*Document passage*
++++
The major difference between the balance sheet and income statement reports is that the balance sheet accumulates the results of a company’s activity throughout its entire existence, while the income statement reflects the activity itself and only during the current reporting period. Reporting periods can vary - month, quarter, semester, year, depending on the local reporting regulations, but the logic is always the same: the balance sheet represents accumulated results, while income statement represents activity in the current reporting period.

The formula of the income statement is quite simple:  Revenue-Cost=Net Income. If we buy for 10 and sell for 20, the net income is 10. No need to go into explanations.

The balance sheet logic works a little bit differently: Assets = Liabilities +Stockholder’s Equity, where assets represent everything the company owns (such as cash, inventory, property) and liabilities and stockholder’s equity represent the source of the company’s resources.

To understand the balance sheet better, imagine that you have $100,000 on your bank account, and you are considering buying a fancy car. The money is your asset, because you own it. But wait a minute, where did you get that money from? If you have got it from your grandmother as a gift, then no need to worry if you already paid your taxes; this is your own property, or, in other words - stockholder’s equity. But what if you borrowed that money from a bank 3 years ago and the loan is due next week. In this case, your personal the balance sheet will reflect $100,000 in the liabilities. Perhaps buying a car would not be the wisest decision in this case. Companies use balance sheet information for decision making in a similar way. Big assets will not always be a sign of a company’s good health. However, looking at whether assets are sourced with liabilities (debts) or stockholder’s equity (own sources) will provide an accurate picture.

Now that we understand the importance of the balance sheet and income statement for companies, let us examine a simplified example showing how transactions are recorded and then collected in the financial statements. 

The Story of One Bicycle

Suppose CRONUS International Inc. has been founded in year 2015. The stockholder invested $500 into the company’s capital, which has been recklessly spent on a purchase of one bicycle.

The balance sheet of the company looked as follows:


On 1 January 2016, the company has no other property but only one bicycle in its inventory, the value of which is $500.

During 2016 CRONUS International Inc. sells the bicycle for $1000 and receives the money on their bank account.

The accountant would make the following journal entries in his journal to post this transaction:

Pay attention to the sums in the Debit and Credit columns. Correctly recorded transactions will always result in debit-type records matching credit -type records.

At the end of year 2016, the accountant prepares the income statement and balance sheet. Here is  how the posted transactions will affect the balance sheet and income statement:

What about the balance sheet?
++++
*Exercise task 1*
Turn the entries into a two-column CSV with the columns "prompt" and "points". Cover everything from the first entry down to the line holding "column 44, row 274", with one row per entry, each field in quotes, and line breaks changed to spaces.

*Dataset*
++++
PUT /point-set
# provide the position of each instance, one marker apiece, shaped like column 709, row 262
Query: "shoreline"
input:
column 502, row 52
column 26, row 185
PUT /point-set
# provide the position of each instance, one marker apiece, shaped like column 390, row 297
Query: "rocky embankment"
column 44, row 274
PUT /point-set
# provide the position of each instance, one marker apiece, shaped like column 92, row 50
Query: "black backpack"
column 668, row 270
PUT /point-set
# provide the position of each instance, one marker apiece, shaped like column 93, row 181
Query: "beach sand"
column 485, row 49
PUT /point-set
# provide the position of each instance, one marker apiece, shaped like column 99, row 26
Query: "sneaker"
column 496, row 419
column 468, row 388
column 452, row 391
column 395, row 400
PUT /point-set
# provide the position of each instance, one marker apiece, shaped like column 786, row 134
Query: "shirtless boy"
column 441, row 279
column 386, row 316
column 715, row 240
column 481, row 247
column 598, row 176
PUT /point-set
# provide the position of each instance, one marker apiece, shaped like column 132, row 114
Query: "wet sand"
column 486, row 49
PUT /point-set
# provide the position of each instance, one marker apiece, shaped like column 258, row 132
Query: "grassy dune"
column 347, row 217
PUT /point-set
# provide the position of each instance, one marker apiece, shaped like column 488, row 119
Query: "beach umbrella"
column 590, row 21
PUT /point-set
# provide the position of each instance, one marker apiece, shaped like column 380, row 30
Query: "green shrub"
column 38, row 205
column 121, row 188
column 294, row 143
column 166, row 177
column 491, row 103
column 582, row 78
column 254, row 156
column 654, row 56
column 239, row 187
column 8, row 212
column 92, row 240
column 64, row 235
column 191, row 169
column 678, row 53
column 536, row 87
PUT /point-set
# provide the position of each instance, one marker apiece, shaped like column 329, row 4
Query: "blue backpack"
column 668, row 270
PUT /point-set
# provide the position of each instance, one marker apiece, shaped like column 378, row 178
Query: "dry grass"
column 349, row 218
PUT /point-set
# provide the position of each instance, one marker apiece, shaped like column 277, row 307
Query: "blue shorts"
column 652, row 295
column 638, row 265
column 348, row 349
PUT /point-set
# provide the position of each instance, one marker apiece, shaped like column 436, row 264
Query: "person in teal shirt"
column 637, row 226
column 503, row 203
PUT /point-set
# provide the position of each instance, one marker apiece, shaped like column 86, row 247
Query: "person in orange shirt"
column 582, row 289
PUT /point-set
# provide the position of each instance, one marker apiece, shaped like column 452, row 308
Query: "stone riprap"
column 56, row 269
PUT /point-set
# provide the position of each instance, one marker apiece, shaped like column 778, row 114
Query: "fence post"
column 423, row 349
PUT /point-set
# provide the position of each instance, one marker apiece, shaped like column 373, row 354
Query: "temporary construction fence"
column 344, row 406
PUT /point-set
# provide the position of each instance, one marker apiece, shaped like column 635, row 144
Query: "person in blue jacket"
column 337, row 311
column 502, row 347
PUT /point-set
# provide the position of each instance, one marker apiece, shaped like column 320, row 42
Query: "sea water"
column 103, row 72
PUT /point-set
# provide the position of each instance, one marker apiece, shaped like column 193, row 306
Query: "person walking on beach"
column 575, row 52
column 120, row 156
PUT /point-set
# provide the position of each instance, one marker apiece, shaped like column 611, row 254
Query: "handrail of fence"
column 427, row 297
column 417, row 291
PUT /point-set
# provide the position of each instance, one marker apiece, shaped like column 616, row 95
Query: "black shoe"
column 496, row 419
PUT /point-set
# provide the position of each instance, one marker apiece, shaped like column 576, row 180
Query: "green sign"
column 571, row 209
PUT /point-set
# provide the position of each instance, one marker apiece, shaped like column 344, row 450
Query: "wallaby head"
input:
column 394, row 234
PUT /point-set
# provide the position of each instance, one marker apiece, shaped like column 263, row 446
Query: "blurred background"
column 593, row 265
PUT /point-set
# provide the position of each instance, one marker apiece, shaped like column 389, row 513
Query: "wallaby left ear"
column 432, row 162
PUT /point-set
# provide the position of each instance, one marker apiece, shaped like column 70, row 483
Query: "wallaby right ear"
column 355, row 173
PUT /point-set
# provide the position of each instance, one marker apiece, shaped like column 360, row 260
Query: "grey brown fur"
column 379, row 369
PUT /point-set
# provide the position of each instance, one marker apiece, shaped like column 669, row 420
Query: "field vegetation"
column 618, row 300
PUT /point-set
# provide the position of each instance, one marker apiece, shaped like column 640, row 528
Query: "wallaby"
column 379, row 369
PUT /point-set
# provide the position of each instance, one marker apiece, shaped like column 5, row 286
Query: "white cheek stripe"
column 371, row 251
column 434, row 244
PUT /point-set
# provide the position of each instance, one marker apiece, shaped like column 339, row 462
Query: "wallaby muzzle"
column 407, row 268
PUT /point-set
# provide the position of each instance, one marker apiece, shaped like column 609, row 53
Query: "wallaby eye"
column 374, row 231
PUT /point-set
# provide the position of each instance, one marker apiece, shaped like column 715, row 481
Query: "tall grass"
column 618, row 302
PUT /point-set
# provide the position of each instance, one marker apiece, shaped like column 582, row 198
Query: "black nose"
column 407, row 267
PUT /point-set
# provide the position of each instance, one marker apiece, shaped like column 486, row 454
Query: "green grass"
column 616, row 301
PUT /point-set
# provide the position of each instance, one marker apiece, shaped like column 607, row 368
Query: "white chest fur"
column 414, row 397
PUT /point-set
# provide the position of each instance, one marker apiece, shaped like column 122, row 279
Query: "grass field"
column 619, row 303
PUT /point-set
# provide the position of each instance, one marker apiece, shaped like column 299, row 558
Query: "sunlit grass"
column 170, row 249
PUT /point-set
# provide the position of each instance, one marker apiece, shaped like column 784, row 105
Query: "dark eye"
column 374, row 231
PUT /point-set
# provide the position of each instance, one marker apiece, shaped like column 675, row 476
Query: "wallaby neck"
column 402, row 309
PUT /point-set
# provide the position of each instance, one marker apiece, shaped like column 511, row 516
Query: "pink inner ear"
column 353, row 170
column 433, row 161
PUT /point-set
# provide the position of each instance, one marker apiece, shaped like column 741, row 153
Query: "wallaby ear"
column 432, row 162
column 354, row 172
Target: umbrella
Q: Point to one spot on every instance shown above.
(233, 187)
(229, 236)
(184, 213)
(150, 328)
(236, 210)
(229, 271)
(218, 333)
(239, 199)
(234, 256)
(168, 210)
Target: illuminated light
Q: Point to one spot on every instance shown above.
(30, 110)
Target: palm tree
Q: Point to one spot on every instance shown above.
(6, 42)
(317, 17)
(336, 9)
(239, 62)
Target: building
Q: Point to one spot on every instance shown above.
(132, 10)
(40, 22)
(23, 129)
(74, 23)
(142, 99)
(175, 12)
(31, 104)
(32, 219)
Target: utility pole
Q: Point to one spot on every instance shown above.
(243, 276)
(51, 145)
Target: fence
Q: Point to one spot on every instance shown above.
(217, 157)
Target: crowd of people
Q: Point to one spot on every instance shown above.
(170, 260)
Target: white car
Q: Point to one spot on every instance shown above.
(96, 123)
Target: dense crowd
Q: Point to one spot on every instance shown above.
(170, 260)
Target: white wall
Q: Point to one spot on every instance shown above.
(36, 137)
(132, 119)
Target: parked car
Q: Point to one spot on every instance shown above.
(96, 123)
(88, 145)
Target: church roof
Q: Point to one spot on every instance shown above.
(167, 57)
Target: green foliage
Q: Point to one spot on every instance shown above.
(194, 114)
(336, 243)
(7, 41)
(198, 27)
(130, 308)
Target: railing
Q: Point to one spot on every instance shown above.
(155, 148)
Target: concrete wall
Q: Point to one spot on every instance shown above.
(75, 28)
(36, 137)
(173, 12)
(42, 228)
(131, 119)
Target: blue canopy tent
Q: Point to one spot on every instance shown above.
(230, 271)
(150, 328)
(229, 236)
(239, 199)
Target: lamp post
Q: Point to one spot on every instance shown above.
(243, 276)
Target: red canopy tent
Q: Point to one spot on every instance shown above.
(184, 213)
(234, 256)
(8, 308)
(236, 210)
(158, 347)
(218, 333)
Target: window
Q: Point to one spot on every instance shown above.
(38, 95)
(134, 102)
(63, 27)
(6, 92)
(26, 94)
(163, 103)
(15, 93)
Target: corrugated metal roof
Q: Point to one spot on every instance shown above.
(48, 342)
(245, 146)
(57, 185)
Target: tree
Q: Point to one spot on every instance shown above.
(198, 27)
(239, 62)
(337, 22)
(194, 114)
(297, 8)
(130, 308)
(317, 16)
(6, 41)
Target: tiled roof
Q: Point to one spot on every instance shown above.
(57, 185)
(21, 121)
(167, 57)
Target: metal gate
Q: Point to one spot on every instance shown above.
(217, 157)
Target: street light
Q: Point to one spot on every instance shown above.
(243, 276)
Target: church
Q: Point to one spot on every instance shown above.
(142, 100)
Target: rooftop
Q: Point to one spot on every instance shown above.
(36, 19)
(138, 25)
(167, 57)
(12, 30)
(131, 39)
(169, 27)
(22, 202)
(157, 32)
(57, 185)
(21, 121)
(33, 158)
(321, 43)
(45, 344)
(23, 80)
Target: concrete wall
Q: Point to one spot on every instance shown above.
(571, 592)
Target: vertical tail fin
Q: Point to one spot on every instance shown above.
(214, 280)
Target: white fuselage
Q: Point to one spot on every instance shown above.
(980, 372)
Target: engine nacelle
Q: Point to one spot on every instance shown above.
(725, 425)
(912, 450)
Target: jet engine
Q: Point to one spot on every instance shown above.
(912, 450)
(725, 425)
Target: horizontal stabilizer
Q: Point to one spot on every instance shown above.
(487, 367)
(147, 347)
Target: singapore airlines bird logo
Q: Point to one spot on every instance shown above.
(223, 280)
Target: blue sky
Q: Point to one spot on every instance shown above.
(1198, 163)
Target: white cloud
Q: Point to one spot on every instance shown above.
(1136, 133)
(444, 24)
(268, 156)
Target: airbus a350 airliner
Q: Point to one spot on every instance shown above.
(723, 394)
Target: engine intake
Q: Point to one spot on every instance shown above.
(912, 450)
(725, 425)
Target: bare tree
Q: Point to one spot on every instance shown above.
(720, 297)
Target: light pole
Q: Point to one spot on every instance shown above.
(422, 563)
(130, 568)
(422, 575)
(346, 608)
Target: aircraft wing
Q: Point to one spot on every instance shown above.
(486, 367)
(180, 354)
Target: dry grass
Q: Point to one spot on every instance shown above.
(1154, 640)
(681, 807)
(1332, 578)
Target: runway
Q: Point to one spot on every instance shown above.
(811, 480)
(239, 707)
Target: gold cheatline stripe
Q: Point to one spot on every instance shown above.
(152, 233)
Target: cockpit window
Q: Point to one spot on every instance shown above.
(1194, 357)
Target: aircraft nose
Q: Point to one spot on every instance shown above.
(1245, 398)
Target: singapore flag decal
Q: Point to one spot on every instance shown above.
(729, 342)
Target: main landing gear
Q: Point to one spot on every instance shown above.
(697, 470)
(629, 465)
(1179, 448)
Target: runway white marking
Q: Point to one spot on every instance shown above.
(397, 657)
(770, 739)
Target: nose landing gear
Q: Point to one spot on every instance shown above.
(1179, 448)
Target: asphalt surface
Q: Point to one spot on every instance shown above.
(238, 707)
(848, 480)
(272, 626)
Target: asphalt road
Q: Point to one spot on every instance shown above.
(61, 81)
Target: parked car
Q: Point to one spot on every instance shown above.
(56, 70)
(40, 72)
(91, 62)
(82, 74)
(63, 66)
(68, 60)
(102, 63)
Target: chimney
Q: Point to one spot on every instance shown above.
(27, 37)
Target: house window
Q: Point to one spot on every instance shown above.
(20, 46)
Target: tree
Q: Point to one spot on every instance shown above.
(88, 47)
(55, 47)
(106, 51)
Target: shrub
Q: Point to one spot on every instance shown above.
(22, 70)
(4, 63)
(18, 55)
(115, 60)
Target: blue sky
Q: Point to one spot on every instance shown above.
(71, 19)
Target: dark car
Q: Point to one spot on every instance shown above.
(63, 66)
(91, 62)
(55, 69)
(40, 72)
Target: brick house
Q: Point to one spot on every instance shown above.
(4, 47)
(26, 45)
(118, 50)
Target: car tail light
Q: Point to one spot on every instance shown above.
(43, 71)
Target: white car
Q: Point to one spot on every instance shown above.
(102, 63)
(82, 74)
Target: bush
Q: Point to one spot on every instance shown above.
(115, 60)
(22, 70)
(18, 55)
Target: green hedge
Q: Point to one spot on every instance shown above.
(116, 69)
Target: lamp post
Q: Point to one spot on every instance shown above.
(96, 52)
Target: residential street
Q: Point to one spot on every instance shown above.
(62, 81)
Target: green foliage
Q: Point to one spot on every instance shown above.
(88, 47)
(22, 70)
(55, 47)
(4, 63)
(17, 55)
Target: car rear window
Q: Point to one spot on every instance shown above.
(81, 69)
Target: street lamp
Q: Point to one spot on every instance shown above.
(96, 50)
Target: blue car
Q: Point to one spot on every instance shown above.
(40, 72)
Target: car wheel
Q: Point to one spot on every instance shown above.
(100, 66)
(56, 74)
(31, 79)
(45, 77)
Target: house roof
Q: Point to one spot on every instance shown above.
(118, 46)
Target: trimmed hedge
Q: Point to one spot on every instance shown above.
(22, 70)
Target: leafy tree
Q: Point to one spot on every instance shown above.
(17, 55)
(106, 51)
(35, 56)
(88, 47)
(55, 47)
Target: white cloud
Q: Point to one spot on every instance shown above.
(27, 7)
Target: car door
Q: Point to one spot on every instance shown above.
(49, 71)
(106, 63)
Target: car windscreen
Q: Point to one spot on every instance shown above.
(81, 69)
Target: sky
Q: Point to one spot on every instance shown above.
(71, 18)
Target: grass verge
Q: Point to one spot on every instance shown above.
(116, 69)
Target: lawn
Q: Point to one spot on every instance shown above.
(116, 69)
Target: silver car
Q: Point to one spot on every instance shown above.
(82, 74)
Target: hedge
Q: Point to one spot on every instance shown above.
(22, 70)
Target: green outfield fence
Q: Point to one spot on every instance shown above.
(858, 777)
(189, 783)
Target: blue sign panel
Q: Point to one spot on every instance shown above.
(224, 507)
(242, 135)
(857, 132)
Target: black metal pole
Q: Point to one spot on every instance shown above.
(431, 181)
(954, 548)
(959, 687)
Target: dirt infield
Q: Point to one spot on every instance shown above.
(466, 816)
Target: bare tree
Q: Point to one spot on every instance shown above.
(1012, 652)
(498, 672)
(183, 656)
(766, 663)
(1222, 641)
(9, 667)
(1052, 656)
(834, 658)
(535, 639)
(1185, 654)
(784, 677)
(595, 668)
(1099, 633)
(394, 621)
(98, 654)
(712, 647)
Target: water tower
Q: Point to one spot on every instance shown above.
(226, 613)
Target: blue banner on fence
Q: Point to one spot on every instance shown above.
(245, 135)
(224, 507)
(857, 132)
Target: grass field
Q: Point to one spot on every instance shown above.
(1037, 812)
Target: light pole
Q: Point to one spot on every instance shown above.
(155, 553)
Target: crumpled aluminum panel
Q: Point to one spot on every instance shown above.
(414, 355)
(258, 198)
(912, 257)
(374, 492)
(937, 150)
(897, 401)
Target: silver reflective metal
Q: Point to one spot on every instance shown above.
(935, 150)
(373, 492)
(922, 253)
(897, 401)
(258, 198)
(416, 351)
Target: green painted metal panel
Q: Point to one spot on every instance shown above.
++++
*Exercise task 2*
From the accounting passage, copy everything from "Now that we" down to "of one bicycle.", putting "Helios Trading Co." wherever "CRONUS International Inc." appears.

*Full output 1*
prompt,points
"PUT /point-set # provide the position of each instance, one marker apiece, shaped like column 709, row 262 Query: ""shoreline"" input:","column 502, row 52 column 26, row 185"
"PUT /point-set # provide the position of each instance, one marker apiece, shaped like column 390, row 297 Query: ""rocky embankment""","column 44, row 274"

*Full output 2*
Now that we understand the importance of the balance sheet and income statement for companies, let us examine a simplified example showing how transactions are recorded and then collected in the financial statements. 

The Story of One Bicycle

Suppose Helios Trading Co. has been founded in year 2015. The stockholder invested $500 into the company’s capital, which has been recklessly spent on a purchase of one bicycle.